◆ Provided passage:
────────────────────

Microsoft-Backed 2020 Election Censors Reposition Themselves as ‘AI Deepfake’ Authorities 

Microsoft disinformation artist Reid Hoffman
Patrick T. Fallon/Bloomberg/Getty

2020 Election censors True Media are repositioning themselves as “AI Deepfake” authorities heading into the 2024 election thanks to backing from tech giant Microsoft.

Microsoft is positioning itself as an authority on fighting election-related “disinformation” caused by AI deepfakes, and is lobbying for new regulations in this area. Yet a closer look at its anti-disinformation projects reveal the involvement of extreme Democrat partisans with a track record of pushing political censorship.

LinkedIn founder and Microsoft board member Reid Hoffman and “Chief Question Officer,” Trevor Noah are promoting the Microsoft-partnered project True Media — an organization ostensibly focused on curtailing deepfakes but advised by the same far-left, pro-censorship activists behind the now discredited Election Integrity Project, the DHS-linked consortium that played a leading role in censoring Republican speech during the 2020 presidential election.

────────────────────

◆ Dataset content:
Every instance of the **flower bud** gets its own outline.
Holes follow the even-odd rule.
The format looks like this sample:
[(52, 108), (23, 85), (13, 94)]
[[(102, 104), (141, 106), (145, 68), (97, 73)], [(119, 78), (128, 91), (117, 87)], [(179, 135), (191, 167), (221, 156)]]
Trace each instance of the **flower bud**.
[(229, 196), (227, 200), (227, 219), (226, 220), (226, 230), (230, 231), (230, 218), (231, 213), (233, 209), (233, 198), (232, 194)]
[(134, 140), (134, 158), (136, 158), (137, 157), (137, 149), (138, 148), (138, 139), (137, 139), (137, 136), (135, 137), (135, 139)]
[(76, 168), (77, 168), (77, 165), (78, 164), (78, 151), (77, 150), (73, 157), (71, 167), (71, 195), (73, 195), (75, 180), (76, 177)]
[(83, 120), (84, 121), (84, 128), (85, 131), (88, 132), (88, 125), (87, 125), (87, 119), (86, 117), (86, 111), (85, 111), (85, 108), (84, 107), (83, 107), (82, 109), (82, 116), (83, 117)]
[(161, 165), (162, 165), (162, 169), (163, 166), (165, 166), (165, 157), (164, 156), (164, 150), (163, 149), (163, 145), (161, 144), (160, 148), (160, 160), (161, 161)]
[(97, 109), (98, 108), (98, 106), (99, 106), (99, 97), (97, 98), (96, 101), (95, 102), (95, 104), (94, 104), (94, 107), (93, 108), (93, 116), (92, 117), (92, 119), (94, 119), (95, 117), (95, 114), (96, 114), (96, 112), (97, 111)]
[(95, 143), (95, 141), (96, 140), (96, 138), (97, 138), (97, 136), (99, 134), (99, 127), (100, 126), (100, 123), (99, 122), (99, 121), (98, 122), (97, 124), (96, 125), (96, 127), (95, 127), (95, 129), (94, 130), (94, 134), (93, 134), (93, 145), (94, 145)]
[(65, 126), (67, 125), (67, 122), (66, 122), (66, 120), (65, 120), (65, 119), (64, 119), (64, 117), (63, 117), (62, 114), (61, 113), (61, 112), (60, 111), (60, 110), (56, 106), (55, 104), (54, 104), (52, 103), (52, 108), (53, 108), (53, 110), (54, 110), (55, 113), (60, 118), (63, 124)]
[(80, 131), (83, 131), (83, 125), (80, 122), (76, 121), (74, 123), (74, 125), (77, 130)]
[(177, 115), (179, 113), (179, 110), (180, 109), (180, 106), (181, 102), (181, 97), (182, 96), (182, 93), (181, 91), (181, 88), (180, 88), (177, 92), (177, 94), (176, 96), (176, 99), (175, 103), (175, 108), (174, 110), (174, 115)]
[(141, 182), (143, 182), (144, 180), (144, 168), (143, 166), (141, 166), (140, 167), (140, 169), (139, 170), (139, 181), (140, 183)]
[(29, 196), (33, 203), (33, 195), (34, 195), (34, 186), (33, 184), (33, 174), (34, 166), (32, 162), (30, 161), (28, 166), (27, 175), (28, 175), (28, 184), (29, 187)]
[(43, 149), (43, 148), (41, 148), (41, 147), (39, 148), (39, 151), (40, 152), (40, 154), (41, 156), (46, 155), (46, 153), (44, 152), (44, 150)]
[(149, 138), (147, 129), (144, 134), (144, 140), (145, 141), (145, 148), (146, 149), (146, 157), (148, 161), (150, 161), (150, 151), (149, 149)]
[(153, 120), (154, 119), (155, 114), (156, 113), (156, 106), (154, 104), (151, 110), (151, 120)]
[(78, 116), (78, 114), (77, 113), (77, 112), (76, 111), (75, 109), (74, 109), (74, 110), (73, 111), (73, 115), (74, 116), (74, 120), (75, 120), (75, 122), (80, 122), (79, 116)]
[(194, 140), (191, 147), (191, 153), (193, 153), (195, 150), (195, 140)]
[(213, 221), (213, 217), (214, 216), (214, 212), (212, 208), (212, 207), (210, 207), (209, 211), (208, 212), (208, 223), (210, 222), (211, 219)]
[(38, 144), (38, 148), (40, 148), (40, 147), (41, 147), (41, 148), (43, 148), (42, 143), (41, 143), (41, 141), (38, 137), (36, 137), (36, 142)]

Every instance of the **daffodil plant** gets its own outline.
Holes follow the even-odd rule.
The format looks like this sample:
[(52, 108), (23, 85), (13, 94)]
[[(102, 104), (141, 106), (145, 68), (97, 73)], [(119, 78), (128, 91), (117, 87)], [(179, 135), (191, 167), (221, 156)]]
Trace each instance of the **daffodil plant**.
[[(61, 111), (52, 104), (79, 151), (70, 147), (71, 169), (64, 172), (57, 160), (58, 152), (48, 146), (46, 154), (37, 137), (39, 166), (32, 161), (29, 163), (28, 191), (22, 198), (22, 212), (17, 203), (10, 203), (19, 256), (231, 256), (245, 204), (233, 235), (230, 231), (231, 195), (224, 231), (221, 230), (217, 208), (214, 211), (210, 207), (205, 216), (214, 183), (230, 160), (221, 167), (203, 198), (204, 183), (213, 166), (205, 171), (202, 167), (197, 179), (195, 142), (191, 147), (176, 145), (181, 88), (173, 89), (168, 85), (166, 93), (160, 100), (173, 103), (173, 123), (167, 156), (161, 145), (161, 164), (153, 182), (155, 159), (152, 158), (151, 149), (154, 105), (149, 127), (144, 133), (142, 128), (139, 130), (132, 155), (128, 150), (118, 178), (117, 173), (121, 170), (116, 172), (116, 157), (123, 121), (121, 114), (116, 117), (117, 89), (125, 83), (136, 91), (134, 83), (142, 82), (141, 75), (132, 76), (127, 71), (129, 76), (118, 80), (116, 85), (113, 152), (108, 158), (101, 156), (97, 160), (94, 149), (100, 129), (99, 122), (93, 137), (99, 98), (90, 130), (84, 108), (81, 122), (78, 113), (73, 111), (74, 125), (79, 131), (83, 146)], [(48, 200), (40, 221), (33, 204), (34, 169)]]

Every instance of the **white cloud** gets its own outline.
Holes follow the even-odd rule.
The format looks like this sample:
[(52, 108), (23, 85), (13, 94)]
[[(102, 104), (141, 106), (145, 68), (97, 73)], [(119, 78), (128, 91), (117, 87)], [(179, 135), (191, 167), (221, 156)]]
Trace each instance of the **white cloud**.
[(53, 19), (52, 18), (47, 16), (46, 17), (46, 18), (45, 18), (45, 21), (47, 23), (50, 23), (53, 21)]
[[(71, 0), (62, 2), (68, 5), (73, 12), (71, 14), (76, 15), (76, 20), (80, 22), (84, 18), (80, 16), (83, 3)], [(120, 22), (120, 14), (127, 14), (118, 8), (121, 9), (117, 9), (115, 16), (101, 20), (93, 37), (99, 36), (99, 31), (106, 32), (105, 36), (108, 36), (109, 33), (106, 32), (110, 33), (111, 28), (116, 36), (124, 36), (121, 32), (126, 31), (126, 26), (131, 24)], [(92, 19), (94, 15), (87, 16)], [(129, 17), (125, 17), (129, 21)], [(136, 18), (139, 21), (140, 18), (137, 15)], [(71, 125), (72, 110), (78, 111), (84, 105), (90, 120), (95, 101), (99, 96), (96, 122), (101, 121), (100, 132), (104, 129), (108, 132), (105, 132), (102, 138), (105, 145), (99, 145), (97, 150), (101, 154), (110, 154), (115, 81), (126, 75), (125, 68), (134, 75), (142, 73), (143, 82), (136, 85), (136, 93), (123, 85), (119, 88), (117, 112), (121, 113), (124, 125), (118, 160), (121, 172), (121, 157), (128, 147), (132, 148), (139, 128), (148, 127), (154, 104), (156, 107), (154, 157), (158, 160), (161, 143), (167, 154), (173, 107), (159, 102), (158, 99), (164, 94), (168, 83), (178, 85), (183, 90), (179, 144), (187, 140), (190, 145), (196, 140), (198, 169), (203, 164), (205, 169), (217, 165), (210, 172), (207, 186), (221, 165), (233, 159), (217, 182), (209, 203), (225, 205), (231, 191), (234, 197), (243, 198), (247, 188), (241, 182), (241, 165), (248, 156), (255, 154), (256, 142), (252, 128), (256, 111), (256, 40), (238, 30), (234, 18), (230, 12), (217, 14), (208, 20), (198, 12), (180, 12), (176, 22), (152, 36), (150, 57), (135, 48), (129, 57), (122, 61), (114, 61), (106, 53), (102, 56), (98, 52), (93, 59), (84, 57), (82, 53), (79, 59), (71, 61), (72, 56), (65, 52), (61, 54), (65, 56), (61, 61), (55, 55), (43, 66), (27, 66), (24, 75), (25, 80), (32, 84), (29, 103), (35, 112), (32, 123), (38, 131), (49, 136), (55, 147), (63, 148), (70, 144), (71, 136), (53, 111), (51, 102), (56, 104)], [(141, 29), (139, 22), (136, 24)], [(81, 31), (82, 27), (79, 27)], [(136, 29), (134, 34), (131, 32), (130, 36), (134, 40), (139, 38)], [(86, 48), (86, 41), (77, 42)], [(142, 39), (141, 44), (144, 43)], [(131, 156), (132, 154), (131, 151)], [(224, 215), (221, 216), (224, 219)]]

────────────────────

◆ Tasks to complete:
(a) Reproduce verbatim the part of the article about True Media and AI deepfakes that runs from "Microsoft is positioning" up to and including "2020 presidential election.".
(b) Extend the article about True Media and AI deepfakes onward from the point where it stops.

◆ Responses to the tasks:
(a)
Microsoft is positioning itself as an authority on fighting election-related “disinformation” caused by AI deepfakes, and is lobbying for new regulations in this area. Yet a closer look at its anti-disinformation projects reveal the involvement of extreme Democrat partisans with a track record of pushing political censorship.

LinkedIn founder and Microsoft board member Reid Hoffman and “Chief Question Officer,” Trevor Noah are promoting the Microsoft-partnered project True Media — an organization ostensibly focused on curtailing deepfakes but advised by the same far-left, pro-censorship activists behind the now discredited Election Integrity Project, the DHS-linked consortium that played a leading role in censoring Republican speech during the 2020 presidential election.

(b)
Russell Dye, Spokesperson for the House Judiciary Committee Chairman Jim Jordan (R-OH), commented:

The House Judiciary Committee and Select Subcommittee on the Weaponization of the Federal Government continue to conduct oversight of how and the extent to which the executive branch has coerced or colluded with companies and other intermediaries to censor lawful speech. As part of this oversight, the Committee and Select Subcommittee have examined the risk artificial intelligence (AI) poses to free speech, and have uncovered how the Biden-Harris Administration is already seeking to influence the development of private AI models and is funding the development of AI-powered speech-monitoring tools that could enable the mass censorship of American speech. Reports that the censorship-industrial complex is seeking to pressure AI companies like they did social media companies is deeply troubling and represents a serious risk to free speech in our country.

In an interview  with True Media CEO Oren Etzioni for Microsoft’s podcast The Prompt, former Daily Show Host Trevor Noah (who was previously exposed for failing to disclose his affiliation with Microsoft when giving softball interviews to the company’s execs) Noah calls the 2024 election “one of the most consequential elections of all time.” Reinforcing the argument for third-party authorities to moderate and regulate the AI space, Etzioni said Americans “cannot figure this stuff out on their own.”

Hoffman linked to the video on X and added that he was “excited to see new technologies being created to help detect political deepfakes and ensure that our elections are free and fair.”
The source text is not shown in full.